##### Record set #####
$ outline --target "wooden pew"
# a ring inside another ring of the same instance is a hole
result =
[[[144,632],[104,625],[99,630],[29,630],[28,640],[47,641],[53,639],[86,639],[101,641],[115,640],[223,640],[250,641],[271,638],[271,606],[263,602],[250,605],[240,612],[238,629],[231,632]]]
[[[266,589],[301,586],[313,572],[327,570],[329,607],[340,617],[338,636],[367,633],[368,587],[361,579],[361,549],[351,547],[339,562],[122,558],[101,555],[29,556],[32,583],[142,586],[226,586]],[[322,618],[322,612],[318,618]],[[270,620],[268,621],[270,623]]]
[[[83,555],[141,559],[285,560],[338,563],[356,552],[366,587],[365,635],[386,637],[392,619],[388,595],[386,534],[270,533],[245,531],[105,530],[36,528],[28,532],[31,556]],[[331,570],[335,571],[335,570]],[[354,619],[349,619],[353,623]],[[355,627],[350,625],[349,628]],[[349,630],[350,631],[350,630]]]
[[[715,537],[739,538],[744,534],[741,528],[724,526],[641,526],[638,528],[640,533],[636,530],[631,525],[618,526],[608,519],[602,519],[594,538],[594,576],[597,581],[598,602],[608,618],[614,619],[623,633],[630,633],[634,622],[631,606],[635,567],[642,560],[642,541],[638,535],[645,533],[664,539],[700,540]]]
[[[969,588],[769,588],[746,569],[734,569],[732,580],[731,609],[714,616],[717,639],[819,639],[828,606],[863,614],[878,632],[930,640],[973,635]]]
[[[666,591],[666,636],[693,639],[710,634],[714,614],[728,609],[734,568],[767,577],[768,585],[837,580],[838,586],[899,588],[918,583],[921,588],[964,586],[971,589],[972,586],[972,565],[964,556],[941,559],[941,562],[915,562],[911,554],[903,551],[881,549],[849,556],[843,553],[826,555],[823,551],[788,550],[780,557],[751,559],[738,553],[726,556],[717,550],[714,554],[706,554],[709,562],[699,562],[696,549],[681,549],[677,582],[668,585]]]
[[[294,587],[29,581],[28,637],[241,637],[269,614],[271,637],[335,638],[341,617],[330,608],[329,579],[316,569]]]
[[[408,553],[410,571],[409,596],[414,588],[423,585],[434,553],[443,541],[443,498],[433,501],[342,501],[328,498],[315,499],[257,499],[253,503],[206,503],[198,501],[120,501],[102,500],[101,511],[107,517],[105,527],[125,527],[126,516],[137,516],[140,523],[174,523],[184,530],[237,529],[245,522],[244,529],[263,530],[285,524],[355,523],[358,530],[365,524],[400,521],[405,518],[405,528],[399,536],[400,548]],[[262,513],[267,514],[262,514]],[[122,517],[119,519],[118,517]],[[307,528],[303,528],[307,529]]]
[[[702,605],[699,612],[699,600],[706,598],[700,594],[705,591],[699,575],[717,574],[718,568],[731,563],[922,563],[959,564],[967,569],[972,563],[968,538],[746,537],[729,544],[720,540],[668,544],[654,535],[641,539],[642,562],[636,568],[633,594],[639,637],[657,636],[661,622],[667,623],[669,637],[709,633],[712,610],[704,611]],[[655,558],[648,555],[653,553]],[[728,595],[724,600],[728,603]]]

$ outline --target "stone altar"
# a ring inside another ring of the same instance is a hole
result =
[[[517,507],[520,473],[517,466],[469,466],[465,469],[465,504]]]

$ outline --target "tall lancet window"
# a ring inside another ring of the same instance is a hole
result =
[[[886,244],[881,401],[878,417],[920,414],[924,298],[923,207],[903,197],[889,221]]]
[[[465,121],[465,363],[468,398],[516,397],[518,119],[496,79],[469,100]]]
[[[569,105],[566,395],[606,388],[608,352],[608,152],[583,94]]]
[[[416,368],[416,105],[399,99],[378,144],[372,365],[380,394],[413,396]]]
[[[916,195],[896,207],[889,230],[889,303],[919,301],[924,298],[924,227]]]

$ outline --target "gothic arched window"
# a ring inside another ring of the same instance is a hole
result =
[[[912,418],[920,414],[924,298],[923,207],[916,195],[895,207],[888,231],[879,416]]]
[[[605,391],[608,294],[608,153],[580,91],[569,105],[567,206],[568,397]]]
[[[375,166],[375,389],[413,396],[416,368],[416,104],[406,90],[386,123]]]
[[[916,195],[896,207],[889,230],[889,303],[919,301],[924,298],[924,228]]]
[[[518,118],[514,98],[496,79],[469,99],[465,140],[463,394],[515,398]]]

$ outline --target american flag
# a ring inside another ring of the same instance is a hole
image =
#####
Aim of the task
List every line of the material above that contains the string "window". Case counts.

Solved exercise
$ outline --target "tall lancet window"
$ outline --target "gothic arched window"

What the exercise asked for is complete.